Your task:
Read the data and repeat all of it exactly.

Data section:
>>

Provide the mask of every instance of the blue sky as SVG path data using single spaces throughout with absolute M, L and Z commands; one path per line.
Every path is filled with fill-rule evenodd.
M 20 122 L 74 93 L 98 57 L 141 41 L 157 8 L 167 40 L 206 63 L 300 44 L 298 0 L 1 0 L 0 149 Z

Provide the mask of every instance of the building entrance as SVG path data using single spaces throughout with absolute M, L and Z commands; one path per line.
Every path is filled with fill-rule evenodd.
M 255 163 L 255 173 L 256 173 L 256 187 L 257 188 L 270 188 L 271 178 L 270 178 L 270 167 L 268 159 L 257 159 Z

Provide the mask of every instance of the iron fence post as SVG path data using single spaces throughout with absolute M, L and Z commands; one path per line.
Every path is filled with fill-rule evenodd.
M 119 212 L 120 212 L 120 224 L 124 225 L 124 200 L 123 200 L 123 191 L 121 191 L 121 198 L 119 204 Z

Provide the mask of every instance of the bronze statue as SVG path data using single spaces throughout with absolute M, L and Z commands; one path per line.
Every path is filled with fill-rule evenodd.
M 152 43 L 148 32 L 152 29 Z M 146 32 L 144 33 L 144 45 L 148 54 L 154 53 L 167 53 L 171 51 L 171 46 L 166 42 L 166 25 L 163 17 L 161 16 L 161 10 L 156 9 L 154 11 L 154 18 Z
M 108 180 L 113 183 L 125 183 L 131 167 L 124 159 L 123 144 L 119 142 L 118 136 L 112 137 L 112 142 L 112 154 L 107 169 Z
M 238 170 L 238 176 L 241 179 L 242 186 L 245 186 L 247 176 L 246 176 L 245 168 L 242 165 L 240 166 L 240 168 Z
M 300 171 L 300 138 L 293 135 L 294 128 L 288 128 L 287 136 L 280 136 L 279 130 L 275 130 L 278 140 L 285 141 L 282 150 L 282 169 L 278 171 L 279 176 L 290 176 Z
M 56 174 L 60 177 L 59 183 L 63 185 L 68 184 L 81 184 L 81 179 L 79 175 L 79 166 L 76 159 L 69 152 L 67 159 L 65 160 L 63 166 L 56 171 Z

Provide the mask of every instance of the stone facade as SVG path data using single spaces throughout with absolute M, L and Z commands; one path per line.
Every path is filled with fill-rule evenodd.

<<

Correct response:
Provide the mask of every instance of the blue sky as SVG path data using single spaces throughout with absolute M, L and Z commands; one path per line.
Every path is filled with fill-rule evenodd.
M 20 122 L 74 93 L 98 57 L 141 41 L 157 8 L 167 40 L 206 63 L 300 44 L 298 0 L 1 0 L 0 149 Z

Provide the mask of every instance of the building entrance as SVG path data using single spaces throughout with absolute M, L and Z commands; one path per line.
Every path is filled with fill-rule evenodd.
M 255 163 L 255 173 L 256 173 L 256 187 L 257 188 L 270 188 L 271 178 L 270 178 L 270 167 L 268 159 L 257 159 Z

Provide the mask of every instance of the iron fence post as SVG path data using single spaces throughout with absolute M, L and Z commands; one path per line.
Every path is filled with fill-rule evenodd.
M 119 212 L 120 212 L 120 224 L 124 225 L 124 200 L 123 200 L 123 191 L 121 191 L 121 198 L 119 204 Z

Provide the mask of every instance of the bronze statue as SVG path data using single spaces throughout with absolute M, L and Z commands; one path per line.
Every path is filled with fill-rule evenodd.
M 152 43 L 148 32 L 152 29 Z M 146 32 L 144 33 L 144 45 L 148 54 L 154 53 L 167 53 L 171 51 L 171 46 L 166 42 L 166 25 L 163 17 L 161 16 L 161 10 L 156 9 L 154 11 L 154 18 Z
M 108 180 L 113 183 L 125 183 L 131 167 L 124 159 L 123 144 L 119 142 L 118 136 L 112 137 L 112 142 L 112 154 L 107 169 Z
M 238 170 L 238 176 L 241 179 L 242 186 L 245 186 L 247 176 L 246 176 L 245 168 L 242 165 L 240 166 L 240 168 Z
M 300 171 L 300 138 L 293 135 L 294 128 L 288 128 L 287 136 L 280 136 L 279 130 L 275 130 L 278 140 L 285 141 L 282 150 L 282 169 L 278 171 L 279 176 L 290 176 Z
M 56 174 L 60 177 L 59 183 L 63 185 L 68 184 L 81 184 L 81 179 L 79 175 L 79 166 L 76 159 L 69 152 L 67 159 L 65 160 L 63 166 L 56 171 Z

Provide the mask of every instance of the stone facade as SVG path data using single spaces throughout with absolute M, L and Z commands; one path per line.
Every path is filled with fill-rule evenodd.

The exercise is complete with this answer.